Foes who support research worry about industry 'giveaway'
Biotechnology leaders and academics embraced Tuesday's passage of the
$3 billion bond measure to fund stem-cell research, stressing that it will create new collaborations to hasten treatments for Alzheimer's, Parkinson's and other diseases.
But Proposition 71 is still fueling urgent calls for public accountability of the $300 million in annual stem-cell spendng over the next 10 years.
"We support stem-cell research but have concerns this measure is a giveaway to the stem-cell industry," said Marcy Darnovsky, associate executive director of the Center for Genetics and Society in Oakland. "The backers want Californians to hand over the money and then just trust them to do what's right. The stakes are too big for that."
Steven Burrill, life science merchant banker and venture capitalist, scoffed at the idea that the initiative is a bailout or welfare for the industry. Instead, he called it a "big day for patients and Californians."
Burrill said the majority of the money initially will go to research in the academic sector. He noted that the initiative could be a catalyst for similar measures in other states.
Indeed, collaborations between industry and academia are expected to create commercial products, thereby growing the industry and local biotechnology companies.
That's what irks initiative opponents. They question whether there really is a division between university and commercial scientists, saying they're all working in an intensely commercial atmosphere to make money.

### RECORDED INFORMATION
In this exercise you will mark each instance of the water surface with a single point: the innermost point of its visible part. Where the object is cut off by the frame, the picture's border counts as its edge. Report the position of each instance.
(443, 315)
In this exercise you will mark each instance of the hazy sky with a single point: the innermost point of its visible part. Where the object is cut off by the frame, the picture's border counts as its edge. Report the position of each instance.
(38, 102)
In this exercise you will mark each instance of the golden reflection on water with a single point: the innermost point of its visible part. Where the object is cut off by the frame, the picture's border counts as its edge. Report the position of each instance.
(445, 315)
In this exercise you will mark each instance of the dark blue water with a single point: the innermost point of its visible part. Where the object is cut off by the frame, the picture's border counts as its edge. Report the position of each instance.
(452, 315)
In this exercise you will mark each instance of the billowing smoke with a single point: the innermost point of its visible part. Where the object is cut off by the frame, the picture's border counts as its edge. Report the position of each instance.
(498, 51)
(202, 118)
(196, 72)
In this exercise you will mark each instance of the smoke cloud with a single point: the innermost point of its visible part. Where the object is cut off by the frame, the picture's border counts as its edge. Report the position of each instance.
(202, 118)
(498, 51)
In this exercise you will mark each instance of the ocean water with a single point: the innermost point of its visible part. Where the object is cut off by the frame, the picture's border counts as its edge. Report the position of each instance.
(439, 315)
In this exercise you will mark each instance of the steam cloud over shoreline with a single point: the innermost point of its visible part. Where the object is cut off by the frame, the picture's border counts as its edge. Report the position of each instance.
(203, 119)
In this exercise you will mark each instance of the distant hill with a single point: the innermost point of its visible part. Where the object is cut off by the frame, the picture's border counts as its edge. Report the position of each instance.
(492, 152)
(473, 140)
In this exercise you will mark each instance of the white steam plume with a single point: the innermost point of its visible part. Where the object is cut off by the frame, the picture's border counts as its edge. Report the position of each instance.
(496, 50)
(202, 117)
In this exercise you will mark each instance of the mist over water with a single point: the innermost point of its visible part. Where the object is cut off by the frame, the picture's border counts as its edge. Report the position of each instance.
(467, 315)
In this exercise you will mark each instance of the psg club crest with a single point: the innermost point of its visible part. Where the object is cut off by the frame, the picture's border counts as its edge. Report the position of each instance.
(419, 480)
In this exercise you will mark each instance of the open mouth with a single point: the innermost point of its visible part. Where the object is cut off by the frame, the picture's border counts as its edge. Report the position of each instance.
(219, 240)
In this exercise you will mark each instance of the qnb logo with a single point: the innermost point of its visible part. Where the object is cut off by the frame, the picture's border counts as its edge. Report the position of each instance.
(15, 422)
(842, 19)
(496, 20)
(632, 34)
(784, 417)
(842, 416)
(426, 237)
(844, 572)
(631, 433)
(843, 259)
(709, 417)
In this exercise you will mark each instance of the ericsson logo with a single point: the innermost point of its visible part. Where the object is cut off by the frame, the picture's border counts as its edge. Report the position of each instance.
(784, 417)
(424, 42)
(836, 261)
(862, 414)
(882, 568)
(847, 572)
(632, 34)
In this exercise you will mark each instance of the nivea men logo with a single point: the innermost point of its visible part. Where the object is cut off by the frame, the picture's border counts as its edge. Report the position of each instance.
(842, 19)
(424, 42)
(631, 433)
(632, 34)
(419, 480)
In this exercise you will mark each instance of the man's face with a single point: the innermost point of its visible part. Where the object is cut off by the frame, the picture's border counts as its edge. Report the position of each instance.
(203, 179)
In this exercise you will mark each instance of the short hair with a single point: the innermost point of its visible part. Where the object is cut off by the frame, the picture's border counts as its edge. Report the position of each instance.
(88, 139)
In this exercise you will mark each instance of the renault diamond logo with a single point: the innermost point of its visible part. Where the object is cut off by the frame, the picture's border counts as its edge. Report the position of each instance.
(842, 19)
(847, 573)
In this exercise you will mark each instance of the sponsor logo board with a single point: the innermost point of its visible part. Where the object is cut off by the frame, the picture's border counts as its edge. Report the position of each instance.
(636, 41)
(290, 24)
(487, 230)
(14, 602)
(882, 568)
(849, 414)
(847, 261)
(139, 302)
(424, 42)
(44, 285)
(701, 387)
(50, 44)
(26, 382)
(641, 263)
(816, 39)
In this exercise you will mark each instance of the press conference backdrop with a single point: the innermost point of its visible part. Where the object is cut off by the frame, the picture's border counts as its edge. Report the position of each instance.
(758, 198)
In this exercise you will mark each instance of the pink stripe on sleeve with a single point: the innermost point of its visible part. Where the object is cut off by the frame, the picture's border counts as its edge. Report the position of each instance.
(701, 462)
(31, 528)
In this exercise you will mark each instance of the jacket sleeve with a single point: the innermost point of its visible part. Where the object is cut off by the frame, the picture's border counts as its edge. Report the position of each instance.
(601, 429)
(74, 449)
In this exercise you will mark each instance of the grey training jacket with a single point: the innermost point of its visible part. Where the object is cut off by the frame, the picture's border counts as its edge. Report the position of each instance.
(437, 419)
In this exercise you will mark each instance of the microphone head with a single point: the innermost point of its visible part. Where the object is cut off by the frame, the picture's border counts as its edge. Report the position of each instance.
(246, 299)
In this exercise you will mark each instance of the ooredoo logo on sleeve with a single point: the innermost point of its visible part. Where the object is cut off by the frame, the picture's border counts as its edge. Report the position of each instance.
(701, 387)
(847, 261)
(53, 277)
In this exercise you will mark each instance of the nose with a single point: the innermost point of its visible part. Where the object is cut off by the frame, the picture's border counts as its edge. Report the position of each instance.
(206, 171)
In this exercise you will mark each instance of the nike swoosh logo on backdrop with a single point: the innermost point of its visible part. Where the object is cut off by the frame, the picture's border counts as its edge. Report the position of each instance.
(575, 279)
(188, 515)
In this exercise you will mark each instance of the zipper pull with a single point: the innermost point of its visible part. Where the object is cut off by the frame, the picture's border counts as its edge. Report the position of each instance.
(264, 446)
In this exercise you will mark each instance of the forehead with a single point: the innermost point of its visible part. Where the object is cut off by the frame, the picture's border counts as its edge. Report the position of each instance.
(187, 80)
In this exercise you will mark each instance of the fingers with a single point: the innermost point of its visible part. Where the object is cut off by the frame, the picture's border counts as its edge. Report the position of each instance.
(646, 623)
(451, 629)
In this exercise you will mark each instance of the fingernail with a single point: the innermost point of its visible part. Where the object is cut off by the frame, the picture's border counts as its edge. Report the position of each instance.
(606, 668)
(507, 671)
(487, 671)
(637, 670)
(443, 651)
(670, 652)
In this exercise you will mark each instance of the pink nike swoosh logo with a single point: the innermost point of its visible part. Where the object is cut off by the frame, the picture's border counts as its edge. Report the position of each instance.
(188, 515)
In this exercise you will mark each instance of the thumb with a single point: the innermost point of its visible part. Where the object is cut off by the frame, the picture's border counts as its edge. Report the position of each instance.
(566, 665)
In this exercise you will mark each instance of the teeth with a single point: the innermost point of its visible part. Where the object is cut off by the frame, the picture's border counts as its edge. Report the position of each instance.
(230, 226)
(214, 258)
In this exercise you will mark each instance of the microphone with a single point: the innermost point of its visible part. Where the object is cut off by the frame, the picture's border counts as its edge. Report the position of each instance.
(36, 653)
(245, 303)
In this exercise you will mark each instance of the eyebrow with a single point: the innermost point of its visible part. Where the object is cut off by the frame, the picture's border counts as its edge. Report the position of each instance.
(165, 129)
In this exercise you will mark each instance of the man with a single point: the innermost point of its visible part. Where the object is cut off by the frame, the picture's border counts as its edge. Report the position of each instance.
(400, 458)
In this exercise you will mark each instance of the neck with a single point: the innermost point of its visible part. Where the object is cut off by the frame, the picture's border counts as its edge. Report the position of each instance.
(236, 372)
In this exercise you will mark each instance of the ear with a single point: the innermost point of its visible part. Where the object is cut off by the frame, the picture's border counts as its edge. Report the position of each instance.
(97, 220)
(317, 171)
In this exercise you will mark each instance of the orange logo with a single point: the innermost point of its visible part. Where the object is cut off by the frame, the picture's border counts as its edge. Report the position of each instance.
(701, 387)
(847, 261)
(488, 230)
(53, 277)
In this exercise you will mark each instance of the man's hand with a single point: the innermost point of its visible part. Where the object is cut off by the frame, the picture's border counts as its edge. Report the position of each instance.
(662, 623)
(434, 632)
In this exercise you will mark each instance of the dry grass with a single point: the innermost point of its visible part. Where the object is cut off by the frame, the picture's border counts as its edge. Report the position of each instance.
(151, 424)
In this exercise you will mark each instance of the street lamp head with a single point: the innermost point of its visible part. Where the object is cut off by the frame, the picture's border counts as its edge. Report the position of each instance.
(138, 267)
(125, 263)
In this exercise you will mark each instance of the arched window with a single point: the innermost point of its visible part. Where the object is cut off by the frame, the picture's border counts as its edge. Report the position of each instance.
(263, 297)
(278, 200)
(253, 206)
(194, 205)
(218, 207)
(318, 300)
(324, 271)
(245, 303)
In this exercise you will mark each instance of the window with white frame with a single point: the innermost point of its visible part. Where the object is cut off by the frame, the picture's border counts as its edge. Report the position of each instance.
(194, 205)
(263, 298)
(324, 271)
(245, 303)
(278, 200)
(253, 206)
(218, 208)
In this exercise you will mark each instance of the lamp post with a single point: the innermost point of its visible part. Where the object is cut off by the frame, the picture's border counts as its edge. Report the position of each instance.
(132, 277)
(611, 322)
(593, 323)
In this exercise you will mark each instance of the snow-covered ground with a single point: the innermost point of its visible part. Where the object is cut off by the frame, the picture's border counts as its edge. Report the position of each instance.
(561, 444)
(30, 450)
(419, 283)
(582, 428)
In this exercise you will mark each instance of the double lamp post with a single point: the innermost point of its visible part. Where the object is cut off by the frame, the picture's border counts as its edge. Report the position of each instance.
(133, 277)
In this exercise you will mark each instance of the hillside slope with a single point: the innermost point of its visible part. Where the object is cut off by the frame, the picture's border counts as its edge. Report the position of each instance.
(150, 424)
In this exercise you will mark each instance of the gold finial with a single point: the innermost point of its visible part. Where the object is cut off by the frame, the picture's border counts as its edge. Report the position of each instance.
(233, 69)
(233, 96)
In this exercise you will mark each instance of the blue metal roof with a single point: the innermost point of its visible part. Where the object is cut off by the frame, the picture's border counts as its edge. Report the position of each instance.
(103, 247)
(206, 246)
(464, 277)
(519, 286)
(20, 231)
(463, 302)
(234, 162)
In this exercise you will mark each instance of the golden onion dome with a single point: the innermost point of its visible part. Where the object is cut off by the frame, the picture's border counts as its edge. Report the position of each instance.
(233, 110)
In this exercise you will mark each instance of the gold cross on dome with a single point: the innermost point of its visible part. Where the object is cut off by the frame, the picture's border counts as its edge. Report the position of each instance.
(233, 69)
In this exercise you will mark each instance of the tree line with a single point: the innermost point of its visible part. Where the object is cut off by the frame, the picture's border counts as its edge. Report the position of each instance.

### EXERCISE REQUIREMENTS
Copy the stem-cell article word for word, between "Indeed, collaborations between" and "to make money.", inclusive. The items have nothing to do with what comes next.

### TASK RESULT
Indeed, collaborations between industry and academia are expected to create commercial products, thereby growing the industry and local biotechnology companies.
That's what irks initiative opponents. They question whether there really is a division between university and commercial scientists, saying they're all working in an intensely commercial atmosphere to make money.